• _Enunciado_
Responda a estas preguntas sobre el texto mostrado:
1. ¿En qué acorazado emprendió Truman el regreso a su país al concluir la Conferencia de Potsdam?
2. ¿De quién era ayudante George Harrison?
3. ¿Cuántas palabras tenía el mensaje que el capitán encargado de la "sala de mapas" le mostró a Truman?

• _Texto mostrado_
....
Era evidente que el Primer Ministro esperaba otra comunicación por parte de Truman en la que, por lo menos, se hiciese alguna alusión al Emperador como símbolo de la religión del país. Truman interpretó esa palabra no en su verdadero significado, sino en el que le convenía, o sea que se trataba de un rechazo total al ultimátum. De haber dicho Truman tan sólo que respetaría su religión nacional, Japón se hubiese rendido; pero eso no le convenía al imperio yanqui porque no habría podido, entonces, aterrorizar al mundo con el arma suprema del terror.
La suerte de Hiroshima estaba sellada.
LA FIESTA
Al concluir la Conferencia de Potsdam, Truman emprendió el regreso a su país a bordo del acorazado Augusta.
George Harrison, ayudante de Henry L. Stimson, Secretario de Guerra, le envió un mensaje a través del teléfono criptográfico en el que le anunciaba el éxito absoluto de la explosión atómica en Hiroshima.
Truman se disponía a almorzar en ese momento con varios oficiales en el comedor de popa del Augusta. El capitán del ejército encargado de la “sala de mapas” se le acercó, con gran prisa, y le mostró un mapa de Japón y un mensaje de veintiséis palabras que empezaba así:
–Gran bomba arrojada sobre Hiroshima. Éxito absoluto.
....
• _Entradas proporcionadas_
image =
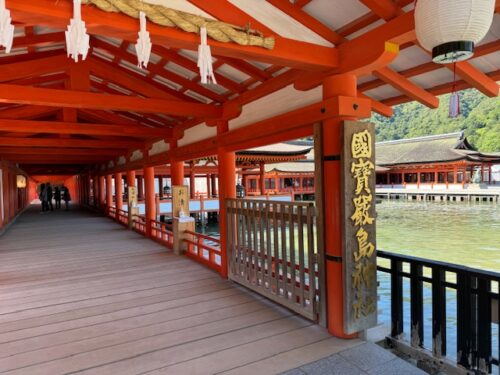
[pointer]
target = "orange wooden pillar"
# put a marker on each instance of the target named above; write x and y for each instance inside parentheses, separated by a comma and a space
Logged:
(149, 189)
(177, 172)
(102, 192)
(339, 85)
(192, 181)
(131, 181)
(118, 194)
(227, 190)
(109, 192)
(262, 179)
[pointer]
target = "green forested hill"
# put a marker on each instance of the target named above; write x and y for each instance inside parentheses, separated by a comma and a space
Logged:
(480, 119)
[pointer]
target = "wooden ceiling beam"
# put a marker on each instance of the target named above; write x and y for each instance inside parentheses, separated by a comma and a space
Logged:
(38, 40)
(385, 9)
(57, 127)
(68, 143)
(287, 52)
(440, 89)
(184, 82)
(407, 87)
(481, 50)
(77, 99)
(34, 68)
(61, 151)
(28, 112)
(474, 77)
(308, 21)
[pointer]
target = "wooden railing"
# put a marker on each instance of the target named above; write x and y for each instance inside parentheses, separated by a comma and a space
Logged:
(477, 308)
(140, 224)
(204, 249)
(272, 250)
(162, 233)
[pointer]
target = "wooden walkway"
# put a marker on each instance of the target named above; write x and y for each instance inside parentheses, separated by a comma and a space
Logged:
(80, 294)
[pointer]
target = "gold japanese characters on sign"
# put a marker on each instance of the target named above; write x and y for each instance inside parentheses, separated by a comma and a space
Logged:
(360, 268)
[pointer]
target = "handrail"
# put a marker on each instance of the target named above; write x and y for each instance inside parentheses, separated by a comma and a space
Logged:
(476, 295)
(201, 252)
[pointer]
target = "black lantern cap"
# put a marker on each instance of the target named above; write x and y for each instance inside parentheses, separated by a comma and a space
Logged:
(453, 52)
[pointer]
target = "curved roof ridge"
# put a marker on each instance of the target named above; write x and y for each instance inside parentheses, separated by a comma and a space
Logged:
(458, 135)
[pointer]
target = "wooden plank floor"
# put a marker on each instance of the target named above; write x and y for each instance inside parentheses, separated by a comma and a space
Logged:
(80, 294)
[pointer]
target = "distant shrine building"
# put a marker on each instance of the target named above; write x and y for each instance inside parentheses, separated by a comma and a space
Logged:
(447, 160)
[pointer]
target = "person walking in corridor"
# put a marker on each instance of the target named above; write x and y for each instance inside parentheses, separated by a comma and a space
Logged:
(66, 196)
(50, 195)
(57, 197)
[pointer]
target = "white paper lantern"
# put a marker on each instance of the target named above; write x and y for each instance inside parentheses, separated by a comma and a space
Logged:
(451, 28)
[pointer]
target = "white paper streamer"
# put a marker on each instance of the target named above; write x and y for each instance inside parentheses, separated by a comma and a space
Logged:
(144, 45)
(77, 39)
(205, 59)
(6, 28)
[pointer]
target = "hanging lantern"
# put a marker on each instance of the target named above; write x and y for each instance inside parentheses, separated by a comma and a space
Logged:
(143, 46)
(21, 181)
(77, 39)
(451, 28)
(6, 28)
(205, 59)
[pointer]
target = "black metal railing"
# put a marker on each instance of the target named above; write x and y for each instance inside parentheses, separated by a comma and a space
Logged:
(477, 308)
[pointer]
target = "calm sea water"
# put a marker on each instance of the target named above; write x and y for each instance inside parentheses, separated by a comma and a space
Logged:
(455, 232)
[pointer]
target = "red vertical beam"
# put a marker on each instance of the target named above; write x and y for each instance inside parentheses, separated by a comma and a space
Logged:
(192, 181)
(102, 192)
(149, 187)
(339, 85)
(109, 191)
(262, 178)
(227, 190)
(118, 193)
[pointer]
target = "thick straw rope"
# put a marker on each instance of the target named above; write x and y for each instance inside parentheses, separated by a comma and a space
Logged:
(220, 31)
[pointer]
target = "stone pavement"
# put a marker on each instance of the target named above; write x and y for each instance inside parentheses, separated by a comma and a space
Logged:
(367, 358)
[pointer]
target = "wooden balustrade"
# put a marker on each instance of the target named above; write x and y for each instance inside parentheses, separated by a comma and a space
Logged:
(204, 249)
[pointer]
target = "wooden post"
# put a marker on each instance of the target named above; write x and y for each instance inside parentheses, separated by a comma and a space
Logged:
(332, 145)
(227, 189)
(160, 186)
(149, 187)
(140, 187)
(209, 186)
(192, 187)
(109, 192)
(118, 194)
(262, 178)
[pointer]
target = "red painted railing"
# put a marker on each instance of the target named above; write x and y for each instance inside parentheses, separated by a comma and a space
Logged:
(162, 233)
(204, 249)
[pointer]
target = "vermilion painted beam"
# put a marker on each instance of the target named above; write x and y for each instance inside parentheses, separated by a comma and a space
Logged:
(407, 87)
(38, 40)
(482, 50)
(28, 112)
(385, 9)
(301, 3)
(305, 19)
(32, 68)
(186, 83)
(55, 127)
(477, 79)
(60, 151)
(287, 52)
(174, 57)
(378, 107)
(440, 89)
(75, 99)
(67, 143)
(223, 10)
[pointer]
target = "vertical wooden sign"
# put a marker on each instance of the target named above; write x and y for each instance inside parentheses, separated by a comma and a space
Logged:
(359, 247)
(180, 200)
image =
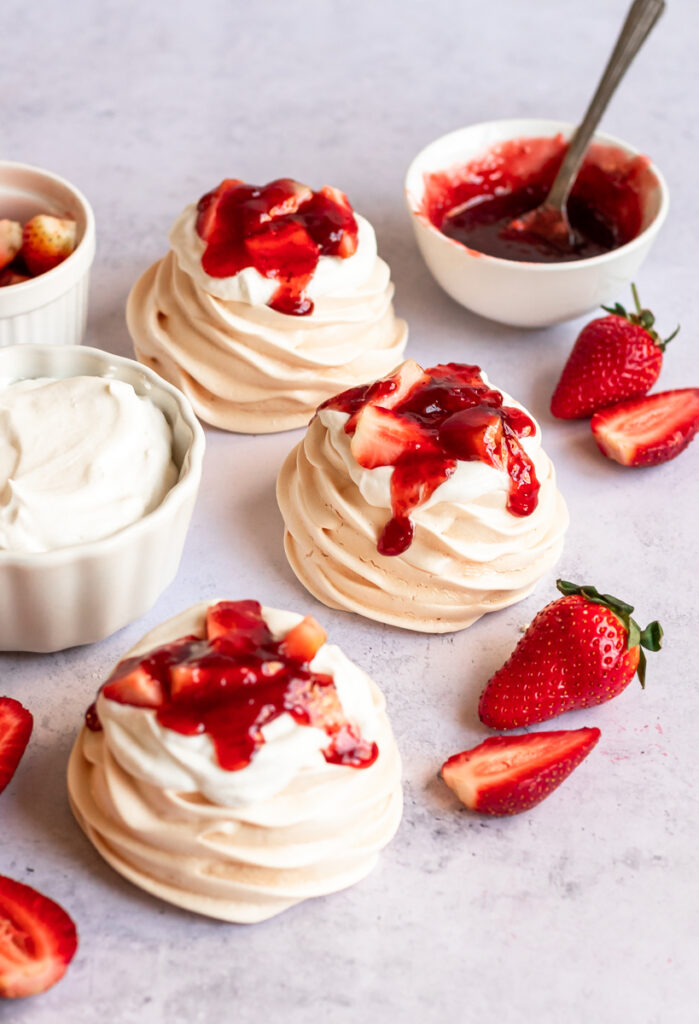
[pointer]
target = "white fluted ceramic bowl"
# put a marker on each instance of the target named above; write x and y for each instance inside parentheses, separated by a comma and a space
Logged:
(77, 595)
(49, 309)
(523, 294)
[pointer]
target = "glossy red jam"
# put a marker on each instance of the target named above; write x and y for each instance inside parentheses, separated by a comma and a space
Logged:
(423, 423)
(475, 204)
(235, 681)
(280, 228)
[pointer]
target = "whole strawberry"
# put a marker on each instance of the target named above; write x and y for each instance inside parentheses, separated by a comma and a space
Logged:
(615, 357)
(580, 650)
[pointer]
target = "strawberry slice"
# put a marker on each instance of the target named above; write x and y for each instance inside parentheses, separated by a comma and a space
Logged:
(285, 251)
(509, 774)
(10, 241)
(237, 617)
(133, 683)
(38, 940)
(383, 437)
(15, 728)
(208, 207)
(304, 641)
(650, 430)
(46, 242)
(141, 681)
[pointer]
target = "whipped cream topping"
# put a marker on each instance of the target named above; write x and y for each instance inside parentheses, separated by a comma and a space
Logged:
(333, 275)
(469, 482)
(319, 834)
(170, 760)
(80, 459)
(469, 554)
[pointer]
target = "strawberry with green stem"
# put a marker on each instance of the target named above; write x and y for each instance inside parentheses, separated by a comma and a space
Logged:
(615, 357)
(580, 650)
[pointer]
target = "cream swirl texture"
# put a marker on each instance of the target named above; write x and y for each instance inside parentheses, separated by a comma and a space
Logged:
(469, 555)
(248, 368)
(80, 459)
(288, 826)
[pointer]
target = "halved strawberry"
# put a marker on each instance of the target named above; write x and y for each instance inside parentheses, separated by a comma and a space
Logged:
(46, 242)
(38, 940)
(304, 640)
(649, 430)
(15, 728)
(382, 437)
(208, 206)
(10, 241)
(509, 774)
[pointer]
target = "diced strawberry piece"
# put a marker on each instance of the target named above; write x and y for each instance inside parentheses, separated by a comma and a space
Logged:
(509, 774)
(407, 378)
(133, 683)
(208, 207)
(10, 241)
(38, 940)
(285, 251)
(238, 617)
(46, 242)
(304, 640)
(474, 435)
(9, 276)
(383, 437)
(15, 728)
(649, 430)
(284, 197)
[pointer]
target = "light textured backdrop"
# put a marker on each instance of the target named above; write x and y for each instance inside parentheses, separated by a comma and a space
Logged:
(584, 909)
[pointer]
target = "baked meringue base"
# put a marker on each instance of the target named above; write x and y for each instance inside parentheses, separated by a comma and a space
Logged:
(250, 369)
(320, 834)
(465, 560)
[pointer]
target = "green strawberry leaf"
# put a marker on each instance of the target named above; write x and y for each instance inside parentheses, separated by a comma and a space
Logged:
(650, 638)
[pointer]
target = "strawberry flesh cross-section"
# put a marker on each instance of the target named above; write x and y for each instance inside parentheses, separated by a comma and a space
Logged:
(281, 229)
(235, 681)
(423, 422)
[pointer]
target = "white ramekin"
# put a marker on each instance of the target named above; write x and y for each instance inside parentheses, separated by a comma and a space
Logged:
(523, 294)
(49, 309)
(56, 599)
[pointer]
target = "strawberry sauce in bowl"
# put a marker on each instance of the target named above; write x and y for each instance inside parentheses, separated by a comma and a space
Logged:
(465, 188)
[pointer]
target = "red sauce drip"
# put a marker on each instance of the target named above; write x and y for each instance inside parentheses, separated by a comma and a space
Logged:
(446, 416)
(474, 204)
(232, 684)
(280, 228)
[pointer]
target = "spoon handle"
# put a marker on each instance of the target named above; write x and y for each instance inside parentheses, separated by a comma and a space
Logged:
(642, 16)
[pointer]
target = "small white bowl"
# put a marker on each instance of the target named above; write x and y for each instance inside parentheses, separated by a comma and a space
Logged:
(70, 596)
(523, 294)
(49, 309)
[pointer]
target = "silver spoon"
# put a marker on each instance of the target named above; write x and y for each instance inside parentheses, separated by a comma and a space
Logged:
(550, 219)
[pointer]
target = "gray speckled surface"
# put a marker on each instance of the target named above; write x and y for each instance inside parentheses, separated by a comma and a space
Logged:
(586, 908)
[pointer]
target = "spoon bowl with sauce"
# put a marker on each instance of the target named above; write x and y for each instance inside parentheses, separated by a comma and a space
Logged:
(464, 189)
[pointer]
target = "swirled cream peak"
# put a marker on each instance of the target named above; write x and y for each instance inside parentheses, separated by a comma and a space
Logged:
(250, 368)
(459, 550)
(81, 458)
(239, 845)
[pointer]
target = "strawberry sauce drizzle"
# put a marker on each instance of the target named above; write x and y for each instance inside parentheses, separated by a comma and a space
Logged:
(280, 228)
(474, 204)
(449, 416)
(232, 684)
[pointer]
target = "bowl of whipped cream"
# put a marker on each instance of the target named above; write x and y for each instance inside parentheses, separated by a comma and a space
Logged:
(100, 462)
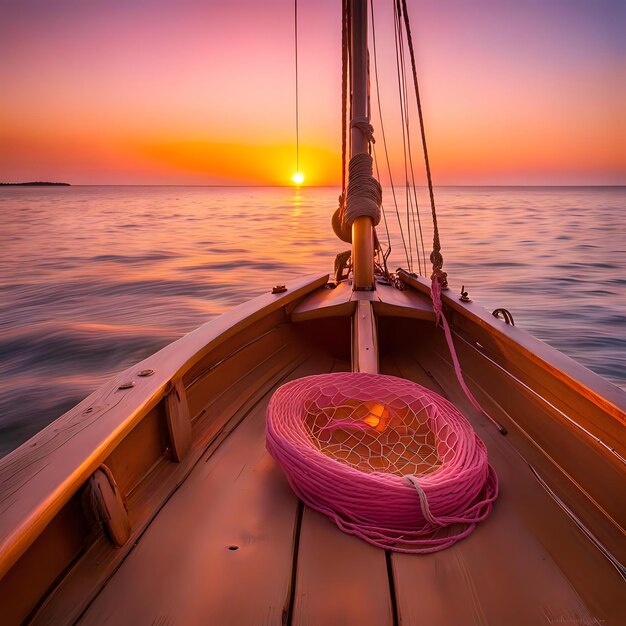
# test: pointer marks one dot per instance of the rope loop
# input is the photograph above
(340, 227)
(365, 195)
(363, 124)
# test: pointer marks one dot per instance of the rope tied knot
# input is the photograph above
(364, 196)
(363, 124)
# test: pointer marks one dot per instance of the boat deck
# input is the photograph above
(233, 545)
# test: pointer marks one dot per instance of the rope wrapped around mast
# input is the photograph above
(363, 197)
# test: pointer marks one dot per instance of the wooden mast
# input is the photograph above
(362, 227)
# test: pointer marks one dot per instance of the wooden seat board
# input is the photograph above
(510, 570)
(237, 497)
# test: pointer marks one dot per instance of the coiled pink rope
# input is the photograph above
(405, 513)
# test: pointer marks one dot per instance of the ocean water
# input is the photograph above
(93, 279)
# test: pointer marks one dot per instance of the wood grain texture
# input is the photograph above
(178, 420)
(38, 478)
(341, 580)
(325, 302)
(364, 339)
(528, 563)
(524, 350)
(221, 550)
(408, 303)
(222, 413)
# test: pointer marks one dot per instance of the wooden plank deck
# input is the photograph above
(527, 564)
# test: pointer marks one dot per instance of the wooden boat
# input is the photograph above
(154, 500)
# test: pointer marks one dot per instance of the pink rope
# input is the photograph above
(438, 307)
(404, 513)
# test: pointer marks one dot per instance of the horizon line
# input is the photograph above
(12, 184)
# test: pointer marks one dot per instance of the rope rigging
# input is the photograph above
(413, 240)
(387, 460)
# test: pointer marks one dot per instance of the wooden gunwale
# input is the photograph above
(526, 351)
(38, 478)
(228, 410)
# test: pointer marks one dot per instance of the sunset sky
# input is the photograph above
(202, 91)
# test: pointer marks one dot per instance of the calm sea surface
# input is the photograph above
(93, 279)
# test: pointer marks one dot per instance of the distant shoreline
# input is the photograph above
(35, 184)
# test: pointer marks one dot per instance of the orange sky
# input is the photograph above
(201, 92)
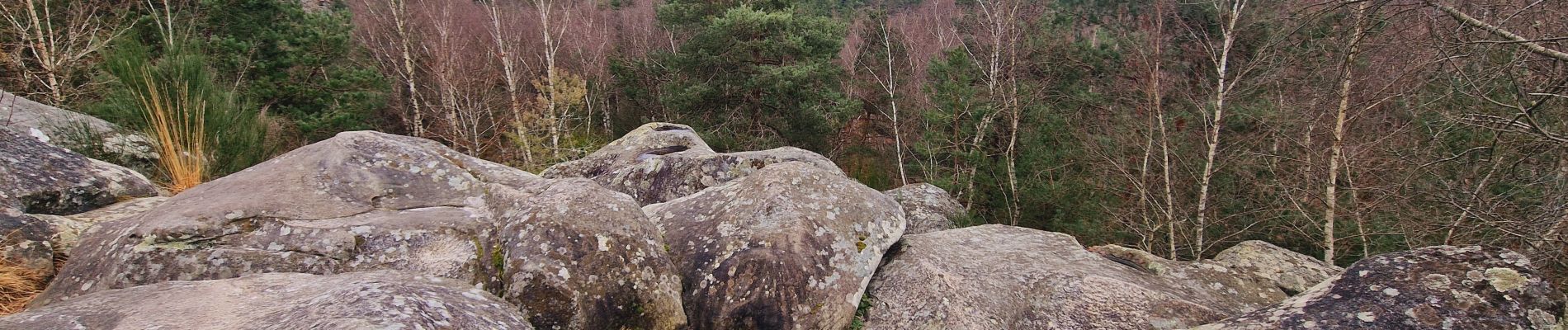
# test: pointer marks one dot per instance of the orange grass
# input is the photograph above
(179, 127)
(17, 286)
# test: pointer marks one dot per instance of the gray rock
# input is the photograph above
(662, 162)
(1292, 272)
(789, 246)
(1012, 277)
(1427, 288)
(24, 241)
(63, 127)
(36, 177)
(68, 229)
(927, 207)
(282, 300)
(367, 200)
(582, 257)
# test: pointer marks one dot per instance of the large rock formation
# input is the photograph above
(36, 177)
(927, 207)
(1427, 288)
(1289, 271)
(24, 243)
(73, 130)
(68, 229)
(282, 300)
(664, 162)
(369, 200)
(1012, 277)
(791, 246)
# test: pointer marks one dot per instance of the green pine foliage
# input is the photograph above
(753, 75)
(294, 63)
(233, 132)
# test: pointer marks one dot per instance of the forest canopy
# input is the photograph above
(1334, 129)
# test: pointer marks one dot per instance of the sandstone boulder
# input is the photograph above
(73, 130)
(791, 246)
(1240, 288)
(1292, 272)
(282, 300)
(36, 177)
(1012, 277)
(24, 241)
(1427, 288)
(927, 207)
(367, 200)
(664, 162)
(68, 229)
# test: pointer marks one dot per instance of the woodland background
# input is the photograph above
(1334, 129)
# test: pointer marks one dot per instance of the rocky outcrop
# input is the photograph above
(1427, 288)
(369, 200)
(69, 129)
(927, 207)
(24, 243)
(791, 246)
(662, 162)
(1286, 270)
(36, 177)
(282, 300)
(1012, 277)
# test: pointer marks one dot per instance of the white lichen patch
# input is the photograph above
(1505, 279)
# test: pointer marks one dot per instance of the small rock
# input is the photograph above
(662, 162)
(791, 246)
(927, 207)
(1013, 277)
(36, 177)
(1292, 272)
(282, 300)
(1437, 288)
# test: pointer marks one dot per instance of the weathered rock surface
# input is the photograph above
(1240, 288)
(367, 200)
(282, 300)
(60, 127)
(1292, 272)
(36, 177)
(1427, 288)
(24, 241)
(927, 207)
(791, 246)
(662, 162)
(1012, 277)
(68, 229)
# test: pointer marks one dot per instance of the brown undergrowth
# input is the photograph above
(17, 286)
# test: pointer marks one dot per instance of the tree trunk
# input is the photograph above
(407, 50)
(1336, 146)
(1217, 122)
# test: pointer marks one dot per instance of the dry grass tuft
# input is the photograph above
(179, 125)
(17, 286)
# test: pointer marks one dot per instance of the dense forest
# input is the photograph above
(1338, 129)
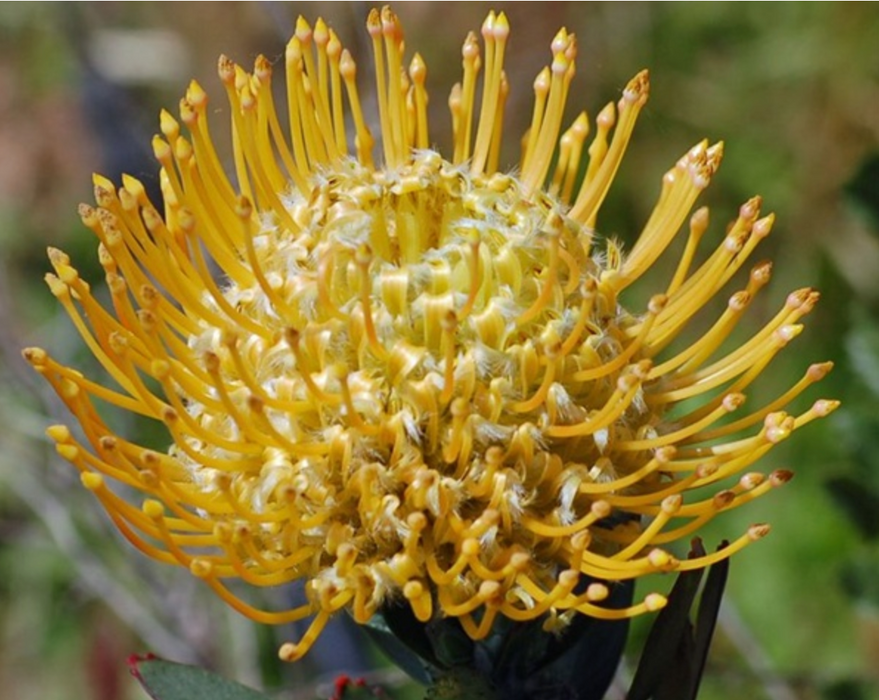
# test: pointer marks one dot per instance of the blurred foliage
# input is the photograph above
(793, 89)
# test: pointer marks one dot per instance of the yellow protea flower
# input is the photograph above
(399, 375)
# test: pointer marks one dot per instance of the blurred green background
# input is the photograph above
(792, 89)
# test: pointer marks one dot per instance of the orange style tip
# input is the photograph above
....
• _Resultado del ejercicio_
1. En el acorazado Augusta.
2. De Henry L. Stimson, Secretario de Guerra.
3. Veintiséis palabras.